#### Text block:
I had another decent week on KA but it wasn’t anything spectacular. I got through eight articles in Integrals Multivariable Functions, most of which I more-or-less understood and were fairly helpful for me. I’m guessing I spent six or seven hours studying which was good, but I probably also could/should have gotten through more. Still, I’m happy with the progress I made and feel like I’m getting closer to wrapping my head around all of this. I feel like I need more practice with a lot of what the concepts that are coming up, but I’m getting better at visualizing what’s being talked about, so I’ve got that going for me which is nice. So, all in all, it was a pretty solid week, and I’m happy to be eight articles closer to finishing this all of. 😮‍💨

Here are screenshots and notes I made from each of the eight articles I read on what seemed like the most important part of each article:

Article 1 – Double Integrals

This screenshot doesn’t really show it, but this entire article primarily just a good reminder for me that a double integral calculates volume by slicing a 3D object into a bunch of slices/planes across the x-dimension and calculating the surface area of each slice, and then sums the slices across the y-dimension, or vice versa.

#### Given task:
Reproduce word for word the part of the study update that begins with the words "Here are screenshots" and ends after the words "or vice versa.".

#### Provided data:
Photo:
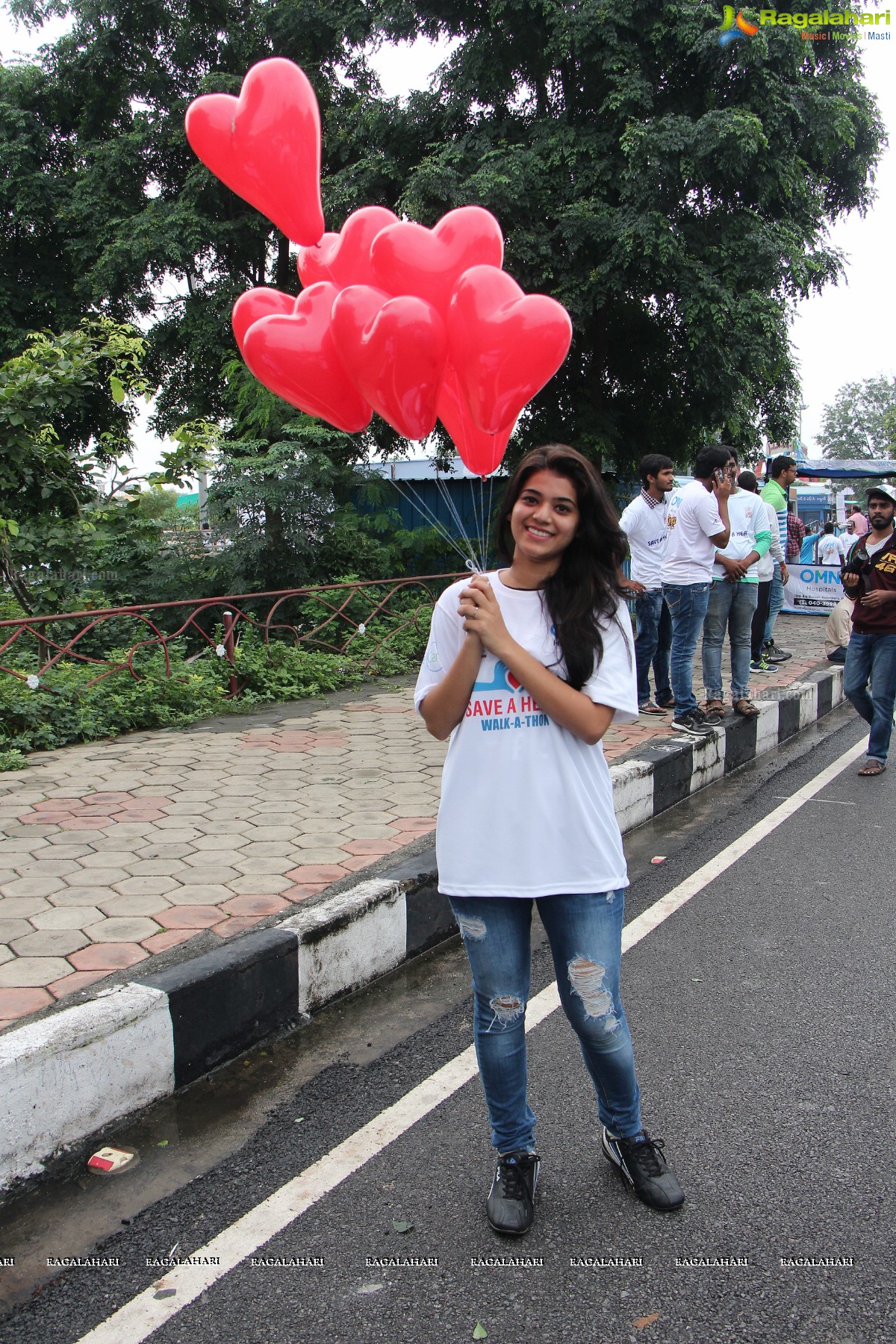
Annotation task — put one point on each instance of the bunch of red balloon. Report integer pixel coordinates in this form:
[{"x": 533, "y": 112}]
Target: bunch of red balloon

#### Solved exercise:
Here are screenshots and notes I made from each of the eight articles I read on what seemed like the most important part of each article:

Article 1 – Double Integrals

This screenshot doesn’t really show it, but this entire article primarily just a good reminder for me that a double integral calculates volume by slicing a 3D object into a bunch of slices/planes across the x-dimension and calculating the surface area of each slice, and then sums the slices across the y-dimension, or vice versa.